(DATA SHOWN):
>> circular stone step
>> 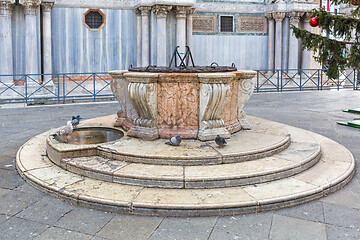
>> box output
[16,117,355,216]
[58,137,321,188]
[46,118,291,166]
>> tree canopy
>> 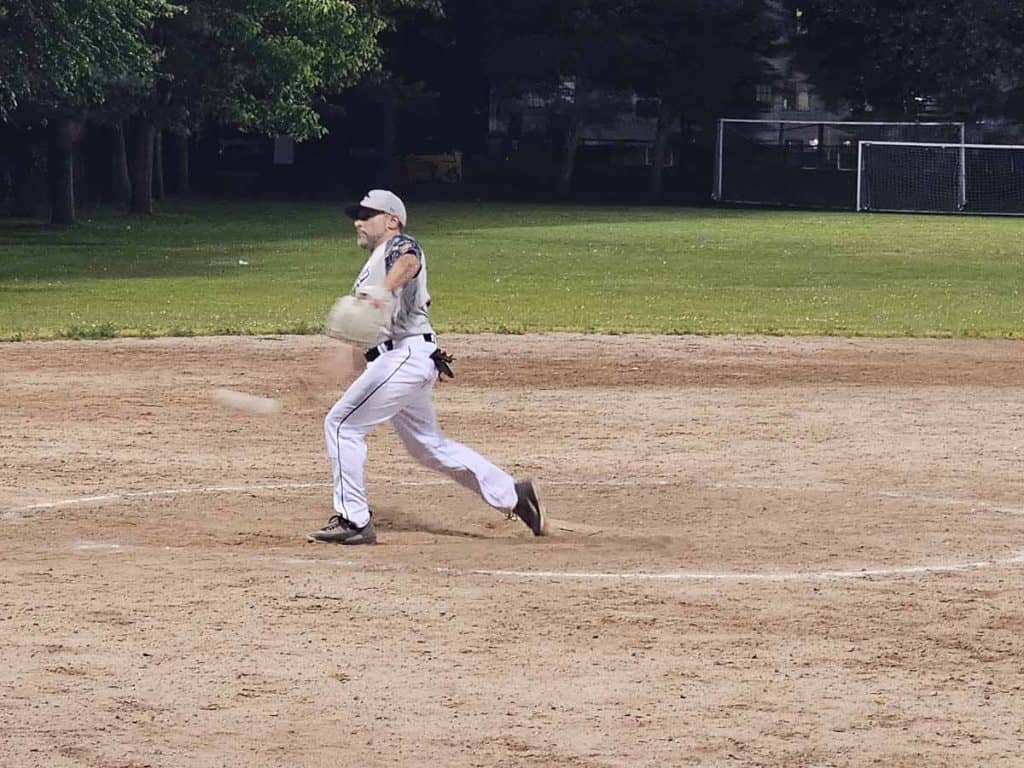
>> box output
[788,0,1024,118]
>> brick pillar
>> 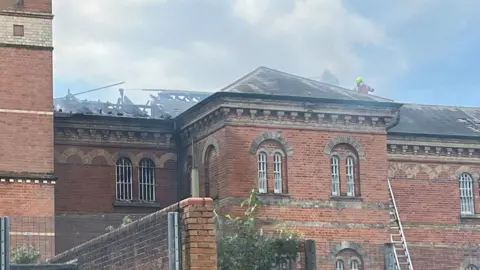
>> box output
[180,198,217,270]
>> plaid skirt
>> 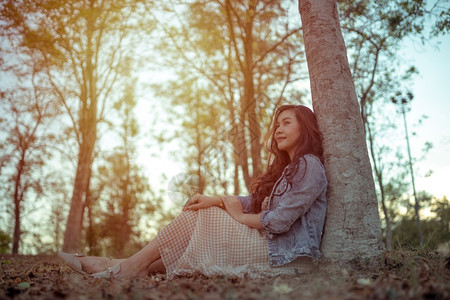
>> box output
[157,207,313,279]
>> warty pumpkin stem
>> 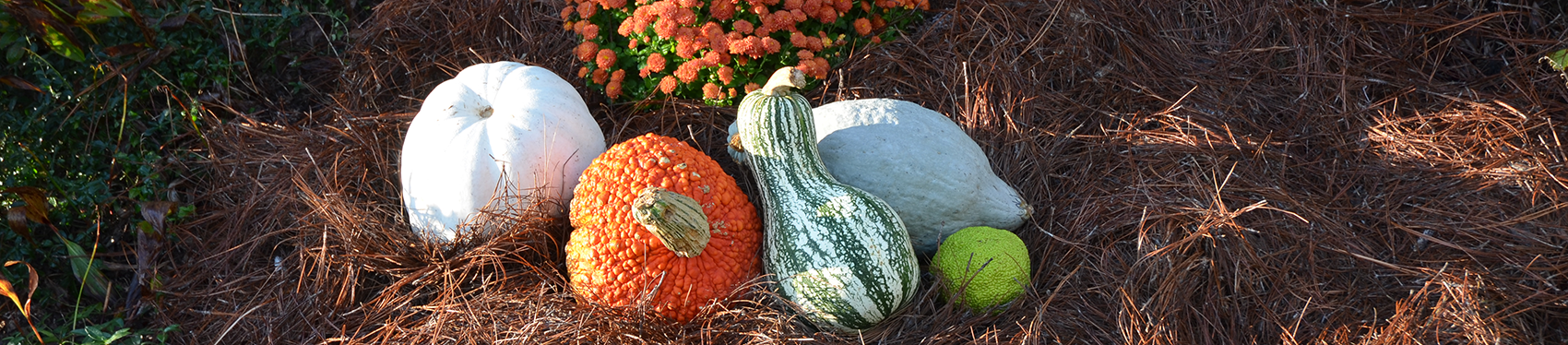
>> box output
[762,67,806,96]
[632,186,712,257]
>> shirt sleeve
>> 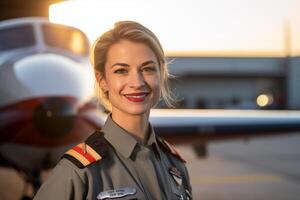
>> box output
[33,161,86,200]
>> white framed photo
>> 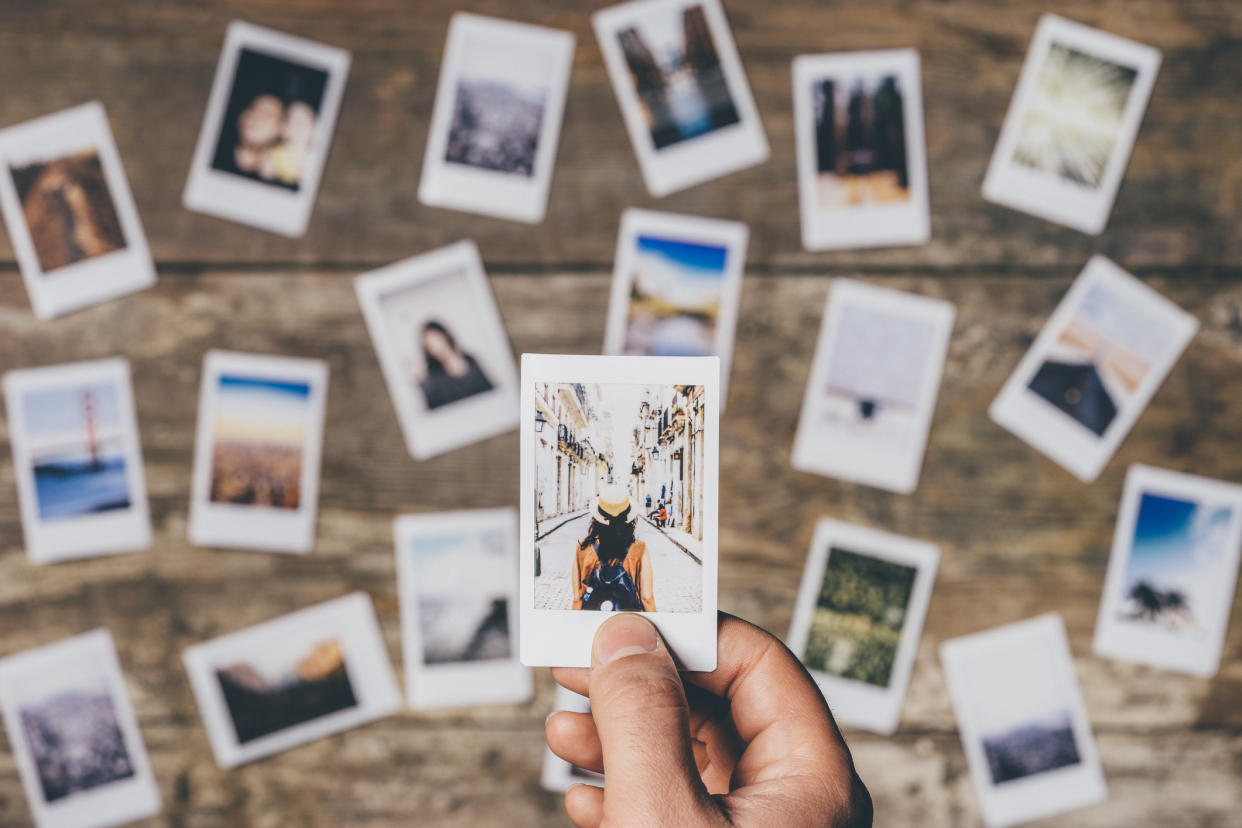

(STATED TASK): Please express every line of the items above as a JSON list of strings, one string per line, skipping blank lines and leaving out the pictures.

(ANSWER TO THE TASK):
[
  ">> circular stone step",
  ">> ",
  ">> box output",
  "[16,117,355,216]",
  "[58,137,321,188]",
  "[46,118,291,166]",
  ">> tree canopy",
  ">> ",
  ">> box output",
  "[788,0,1024,118]",
  ">> brick pillar",
  ">> ",
  ">> box output",
  "[180,198,217,270]",
  ">> plaid skirt",
  ">> ",
  ">> box output",
  "[157,207,313,279]",
  ">> warty pumpkin stem",
  ">> ",
  ">> box output",
  "[762,67,806,96]",
  "[632,186,712,257]",
  ">> shirt sleeve",
  ">> ",
  ">> box output",
  "[33,161,86,200]",
  ">> white framed photo",
  ">> "
]